> **Text provided**:
══════════

Wrirte a shell script to move your log file of jenkins to S3:

 #!/bin/bash

 # Variables
 JENKINS_HOME="/var/lib/jenkins"  # Replace with your Jenkins home directory
 S3_BUCKET="s3://jenkins-cost-optimization-amit"  # Replace with your S3 bucket name
 DATE=$(date +%Y-%m-%d)  # Today's date

 # Check if AWS CLI is installed
 if ! command -v aws &> /dev/null; then
     echo "AWS CLI is not installed. Please install it to proceed."
     exit 1
 fi

 # Iterate through all job directories
 for job_dir in "$JENKINS_HOME/jobs/"*/; do
     job_name=$(basename "$job_dir")

     # Iterate through build directories for the job
     for build_dir in "$job_dir/builds/"*/; do
         # Get build number and log file path
         build_number=$(basename "$build_dir")
         log_file="$build_dir/log"

         # Check if log file exists and was created today
         if [ -f "$log_file" ] && [ "$(date -r "$log_file" +%Y-%m-%d)" == "$DATE" ]; then
             # Upload log file to S3 with the build number as the filename
             aws s3 cp "$log_file" "$S3_BUCKET/$job_name-$build_number.log" --only-show-errors

             if [ $? -eq 0 ]; then
                 echo "Uploaded: $job_name/$build_number to $S3_BUCKET/$job_name-$build_number.log"
             else
                 echo "Failed to upload: $job_name/$build_number"
             fi
         fi
     done
 done

To execute the shell script:

 sudo chmod +x costopt.sh
 ./costopt.sh

══════════

> **Dataset content**:
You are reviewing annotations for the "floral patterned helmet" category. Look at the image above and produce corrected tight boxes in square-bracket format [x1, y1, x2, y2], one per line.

══════════

> **Short problem 1**: List every variable defined under the "# Variables" comment in the Jenkins log script, with the value assigned to each.
> **Short problem 2**: According to the Jenkins log script, what happens when the AWS CLI is not installed?

> **Problem solution 1**:
- JENKINS_HOME: "/var/lib/jenkins"
- S3_BUCKET: "s3://jenkins-cost-optimization-amit"
- DATE: $(date +%Y-%m-%d)

> **Problem solution 2**: It prints "AWS CLI is not installed. Please install it to proceed." and exits with status 1.